• _What the task asks_:
Give back exactly the lines from the one holding "of the overturned" to the last line of the entries, both included, and nothing more.

Region pointing data
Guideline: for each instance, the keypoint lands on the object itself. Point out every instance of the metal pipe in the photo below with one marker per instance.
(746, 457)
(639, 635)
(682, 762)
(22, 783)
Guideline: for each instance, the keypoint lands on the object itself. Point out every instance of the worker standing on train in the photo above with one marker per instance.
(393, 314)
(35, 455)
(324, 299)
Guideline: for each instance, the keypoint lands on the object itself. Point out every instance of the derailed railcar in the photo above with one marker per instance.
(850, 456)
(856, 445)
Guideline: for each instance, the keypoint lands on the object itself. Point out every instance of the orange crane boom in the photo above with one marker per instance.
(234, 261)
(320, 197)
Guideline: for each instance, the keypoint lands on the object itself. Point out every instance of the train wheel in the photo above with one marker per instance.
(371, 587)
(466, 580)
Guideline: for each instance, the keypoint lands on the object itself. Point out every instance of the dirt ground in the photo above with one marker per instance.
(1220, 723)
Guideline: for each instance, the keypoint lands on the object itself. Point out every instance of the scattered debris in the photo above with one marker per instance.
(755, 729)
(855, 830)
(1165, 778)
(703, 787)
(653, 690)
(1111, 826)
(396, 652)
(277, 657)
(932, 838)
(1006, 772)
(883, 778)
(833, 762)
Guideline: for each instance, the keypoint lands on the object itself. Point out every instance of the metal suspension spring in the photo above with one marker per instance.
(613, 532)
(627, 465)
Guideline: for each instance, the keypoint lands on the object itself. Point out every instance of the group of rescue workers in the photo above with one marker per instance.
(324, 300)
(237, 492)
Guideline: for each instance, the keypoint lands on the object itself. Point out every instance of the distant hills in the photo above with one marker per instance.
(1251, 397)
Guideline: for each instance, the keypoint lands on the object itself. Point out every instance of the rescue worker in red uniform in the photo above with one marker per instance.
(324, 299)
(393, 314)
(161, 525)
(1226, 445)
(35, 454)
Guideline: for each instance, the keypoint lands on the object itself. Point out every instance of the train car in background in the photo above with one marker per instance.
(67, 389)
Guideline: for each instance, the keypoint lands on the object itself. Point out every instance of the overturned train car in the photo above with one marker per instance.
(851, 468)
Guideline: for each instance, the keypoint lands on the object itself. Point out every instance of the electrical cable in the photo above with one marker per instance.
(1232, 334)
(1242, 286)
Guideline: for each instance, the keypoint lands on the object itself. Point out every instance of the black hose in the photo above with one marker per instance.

• _Answer_:
Guideline: for each instance, the keypoint lands on the object itself. Point out every instance of the overturned train car in the photo above with one marker per instance.
(851, 468)
Guideline: for each instance, the keypoint lands on the object itself. Point out every instance of the electrical cable in the photo above with one marker per instance.
(1232, 334)
(1242, 286)
Guideline: for each instance, the keypoint lands on the object itself. Point out every instance of the black hose in the photo above with one marker per instance.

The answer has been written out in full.